§ DO THIS
Reproduce every line below word for word, but omit the pictures.

§ INPUT DATA
╔══
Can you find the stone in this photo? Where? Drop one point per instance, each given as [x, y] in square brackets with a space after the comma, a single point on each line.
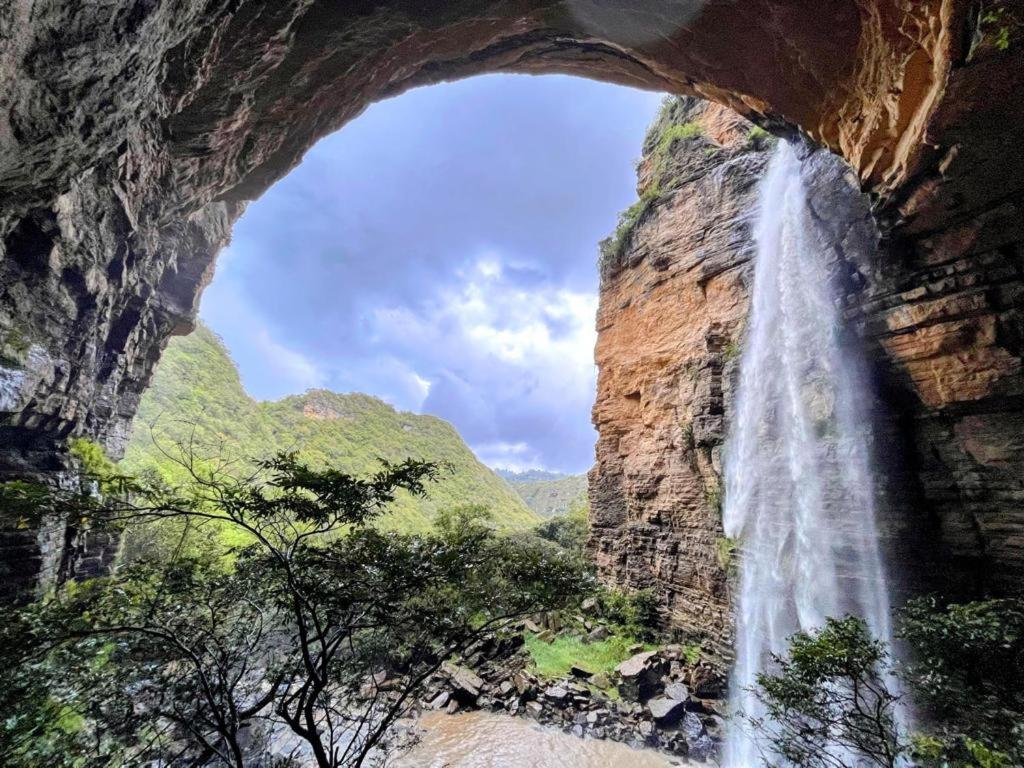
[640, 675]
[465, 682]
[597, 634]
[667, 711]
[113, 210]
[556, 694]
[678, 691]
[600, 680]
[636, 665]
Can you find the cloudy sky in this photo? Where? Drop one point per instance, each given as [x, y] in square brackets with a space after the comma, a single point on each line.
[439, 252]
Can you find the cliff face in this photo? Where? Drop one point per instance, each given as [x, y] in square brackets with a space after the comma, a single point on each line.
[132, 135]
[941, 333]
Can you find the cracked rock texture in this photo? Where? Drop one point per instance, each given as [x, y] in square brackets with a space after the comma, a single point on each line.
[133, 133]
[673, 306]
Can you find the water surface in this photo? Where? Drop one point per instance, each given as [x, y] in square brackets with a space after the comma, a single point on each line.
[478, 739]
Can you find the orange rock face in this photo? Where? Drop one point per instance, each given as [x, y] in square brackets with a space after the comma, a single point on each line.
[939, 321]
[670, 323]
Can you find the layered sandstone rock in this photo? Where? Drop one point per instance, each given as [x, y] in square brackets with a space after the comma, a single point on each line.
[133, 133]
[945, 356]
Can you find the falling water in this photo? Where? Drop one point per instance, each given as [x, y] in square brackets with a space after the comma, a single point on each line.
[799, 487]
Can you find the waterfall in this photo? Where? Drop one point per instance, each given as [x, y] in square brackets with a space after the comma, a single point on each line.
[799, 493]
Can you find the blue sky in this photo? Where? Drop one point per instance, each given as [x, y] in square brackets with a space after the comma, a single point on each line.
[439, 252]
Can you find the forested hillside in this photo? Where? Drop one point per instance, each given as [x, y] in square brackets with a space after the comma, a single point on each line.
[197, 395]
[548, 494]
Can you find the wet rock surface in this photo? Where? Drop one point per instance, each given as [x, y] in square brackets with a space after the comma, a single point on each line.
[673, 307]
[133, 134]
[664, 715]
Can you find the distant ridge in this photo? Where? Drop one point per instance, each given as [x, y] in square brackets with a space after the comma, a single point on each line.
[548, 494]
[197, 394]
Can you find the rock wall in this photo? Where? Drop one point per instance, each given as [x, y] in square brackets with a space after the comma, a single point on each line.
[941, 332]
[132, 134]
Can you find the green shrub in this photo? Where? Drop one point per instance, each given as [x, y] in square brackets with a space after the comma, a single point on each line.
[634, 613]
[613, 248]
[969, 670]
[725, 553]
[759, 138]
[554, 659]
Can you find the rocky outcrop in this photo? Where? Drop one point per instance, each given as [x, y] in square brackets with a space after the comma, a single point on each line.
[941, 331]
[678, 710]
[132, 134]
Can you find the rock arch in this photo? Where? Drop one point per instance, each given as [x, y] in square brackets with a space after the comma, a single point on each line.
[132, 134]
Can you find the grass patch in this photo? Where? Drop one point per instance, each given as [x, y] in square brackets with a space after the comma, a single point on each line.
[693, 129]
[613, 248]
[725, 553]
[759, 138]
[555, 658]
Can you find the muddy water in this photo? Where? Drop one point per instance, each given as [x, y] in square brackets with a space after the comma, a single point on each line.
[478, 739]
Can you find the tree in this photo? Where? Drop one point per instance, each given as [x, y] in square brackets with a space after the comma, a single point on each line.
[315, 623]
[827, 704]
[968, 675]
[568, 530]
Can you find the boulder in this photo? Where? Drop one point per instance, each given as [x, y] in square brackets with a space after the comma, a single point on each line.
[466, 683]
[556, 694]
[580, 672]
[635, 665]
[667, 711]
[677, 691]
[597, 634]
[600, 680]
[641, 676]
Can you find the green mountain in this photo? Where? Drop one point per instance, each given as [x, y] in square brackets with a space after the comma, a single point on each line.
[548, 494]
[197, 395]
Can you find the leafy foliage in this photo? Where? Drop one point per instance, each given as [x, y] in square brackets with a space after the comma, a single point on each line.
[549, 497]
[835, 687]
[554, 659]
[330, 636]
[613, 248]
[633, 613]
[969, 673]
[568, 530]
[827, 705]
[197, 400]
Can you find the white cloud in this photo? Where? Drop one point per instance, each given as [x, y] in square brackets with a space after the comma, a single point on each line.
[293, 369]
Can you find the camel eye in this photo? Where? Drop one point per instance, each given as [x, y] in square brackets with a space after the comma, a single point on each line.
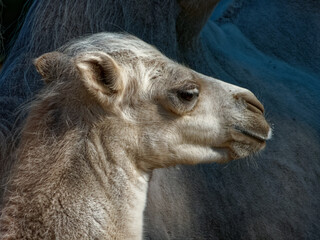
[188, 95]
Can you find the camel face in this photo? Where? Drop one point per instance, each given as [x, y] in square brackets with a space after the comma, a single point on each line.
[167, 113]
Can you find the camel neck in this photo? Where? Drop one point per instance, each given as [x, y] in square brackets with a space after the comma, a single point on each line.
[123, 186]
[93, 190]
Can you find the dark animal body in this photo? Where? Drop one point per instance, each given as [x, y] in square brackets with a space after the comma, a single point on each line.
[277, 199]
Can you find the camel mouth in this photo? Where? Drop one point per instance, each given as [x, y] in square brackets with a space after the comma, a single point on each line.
╚══
§ EXERCISE OUTPUT
Can you find the stone in this photo? Where? Drop one point per instance, each given as [x, y] in square brackets with a space after the comma, a single point on each line.
[640, 675]
[465, 682]
[597, 634]
[667, 711]
[113, 210]
[556, 694]
[678, 691]
[600, 680]
[636, 665]
Can you find the cloudy sky in this photo? Where? Drop one point per instance, each given as [x, y] in square brackets with a space after the comma, a single point on each line.
[439, 252]
Can you find the cliff face in this photo? Where? Drop one point per instance, each given as [x, y] in square brackets with a space after the comma, a single point on each line.
[132, 135]
[941, 333]
Can you find the cracked rock texture in this photo? Where? Drop one point per instance, each given as [x, y] in square brackets with a space after the comma, a single point on each line.
[133, 133]
[673, 306]
Can you find the water surface in this photo? Where? Drop one point per instance, each given as [x, y] in square brackets with a space after the comma, a single point on each line.
[478, 739]
Can you find the orange rock face in this photo? Where? Drop one point per instance, each given as [x, y] in square brackets with a space after the comma, a single point on each line.
[939, 321]
[670, 323]
Can you find the layered sandstone rock in this photo? Where? Drop one point per instance, each given as [x, y] in square brackets with a space after the comma, a single point on each line.
[133, 133]
[945, 356]
Can you find the falling water in this photo? Where? Drop one point per instance, each given as [x, y] in square brackets with a space after the comma, a single point on each line.
[799, 487]
Can you find the waterfall in this photo? Where? Drop one point per instance, each given as [x, y] in square brackets with a space after the comma, a single point on each line.
[799, 493]
Can you find the blue sky in this photo? Where? Drop one point per instance, each given as [x, y] in square brackets with a space after the comma, a single point on each line.
[439, 252]
Can you find the forested hillside in this photo? Where? Drop one point per instance, each given as [x, y] in square brackets with a space after the comma, a single point on each line.
[197, 395]
[548, 494]
Can you find the wet rock surface in this photo? Where? Drop one point per instance, each given as [x, y] in square brackets with a space after the comma, a single point on each line.
[673, 307]
[133, 134]
[664, 715]
Can you find the distant ridge in this photo? Where? Drop one point per instance, each given as [x, y] in square brackets with a space after the comma, a single point on each line.
[548, 494]
[197, 394]
Can you find the rock wall in this photo? Where? Drop one point per instance, each given as [x, y] in square brackets with a space after the comma, a single point on each line.
[941, 332]
[132, 134]
Can you find the green shrub in this photo? Where? Drop one point per instance, each given as [x, y] in square brackets with a space after the comma, a single point on each line.
[634, 613]
[613, 248]
[969, 670]
[725, 553]
[759, 138]
[554, 659]
Can you find the rocky outcrop in this photo? Where? Drop one point per instance, each given as [x, y] in square brackets with a space after the comma, a single point on each line.
[941, 331]
[678, 710]
[132, 134]
Can you find the rock arch in this photo? Where? Drop one point per instance, each given as [x, y] in square brackets with a space after the comma, a single point on each line.
[132, 134]
Can you find the grass patch in this photo? Where? Drop one point per instance, each given as [x, y] in square brackets with a space after the comma, a single point on each line.
[693, 129]
[613, 248]
[725, 553]
[759, 138]
[555, 658]
Can you find the muddy water in this photo? Where? Drop one point per instance, each given as [x, y] in square brackets with a space after the comma, a single point on each line.
[478, 739]
Can you find the tree in this photo? Where? Drop one point per instance, each given as [x, y] in square brackets with a space after the comma, a single point on each line.
[315, 623]
[827, 704]
[968, 675]
[568, 530]
Can you find the boulder in this photo? Where? Drop one point per instance, each given as [x, y] in square brackets with a space after the comma, a single point on each line.
[466, 683]
[556, 694]
[580, 672]
[635, 665]
[667, 711]
[677, 691]
[597, 634]
[600, 680]
[641, 676]
Can you find the green mountain in this photo? Where? Drop one point per instance, each given as [x, y] in square brackets with a space after the comma, a single point on each line.
[548, 494]
[197, 395]
Can you find the leafy foliage in this photo? Where? Drop one point per instance, each given as [x, y] in square brackets with a space after the comma, a single point on each line.
[549, 497]
[835, 687]
[554, 659]
[330, 636]
[613, 248]
[633, 613]
[969, 673]
[568, 530]
[827, 705]
[197, 400]
Can you find the white cloud in this photo? Where? Drop one point per instance, each given as [x, y] in square brackets with a space after the comma, a single point on each line.
[293, 369]
Can you find the camel eye in this photo? Where? Drop one point per instance, each given as [x, y] in square brackets with a space after the comma, a single point on each line.
[188, 95]
Can you find the camel face in this photo? Where? Drop one point per instance, each given as [x, y] in square brackets with a space after the comma, a single point on each line.
[167, 113]
Can you find the camel neck in this photo? Where? Drop one point per instance, each given as [x, y] in square brackets with a space after the comma, a single point on each line.
[123, 186]
[93, 190]
Can you find the dark animal body in this photo? Where? Drop one point per instance, each given as [x, y] in square brackets with a space after the comma, a single point on each line.
[277, 199]
Can you find the camel mouth in this photo? Where? Drop one point per instance, each given as [x, y] in square brackets with a space after the comma, a single point on each line.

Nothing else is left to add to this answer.